--- Textauszug ---

Die Mysterien von Paris

Französischer Republikanismus oder die Liebe zum Widerstand

In Paris befinden sich an den Türen von Appartmenthäusern nicht die Namen der Bewohner, sondern mysteriöse Tastaturen mit Buchstaben und Zahlen. Um ein Appartementhaus betreten zu können, muß man, besonders an arbeitsfreien Tagen, einen Code eintippen. Wird man von jemanden in dessen Wohnung eingeladen, so muß er einem den Geheimcode geben, mit dem die Haustüre geöffnet wird, denn erst hinter dieser findet man die Türsprechanlage mit den Namen der Bewohner und kann sich von der Person, die einen erwartet, die zweite Türe öffnen lassen.

--- Zeilenauszüge ---

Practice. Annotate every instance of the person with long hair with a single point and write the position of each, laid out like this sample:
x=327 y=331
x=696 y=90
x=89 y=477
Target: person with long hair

---

▶ **Gestellte Aufgabe**
Gib den Textauszug über die Pariser Haustüren vollständig und Wort für Wort wieder. Die Zeilen sind eigenständiges Material und gehören nicht zum Textauszug.

▶ **Antwort zur Aufgabe**
Die Mysterien von Paris

Französischer Republikanismus oder die Liebe zum Widerstand

In Paris befinden sich an den Türen von Appartmenthäusern nicht die Namen der Bewohner, sondern mysteriöse Tastaturen mit Buchstaben und Zahlen. Um ein Appartementhaus betreten zu können, muß man, besonders an arbeitsfreien Tagen, einen Code eintippen. Wird man von jemanden in dessen Wohnung eingeladen, so muß er einem den Geheimcode geben, mit dem die Haustüre geöffnet wird, denn erst hinter dieser findet man die Türsprechanlage mit den Namen der Bewohner und kann sich von der Person, die einen erwartet, die zweite Türe öffnen lassen.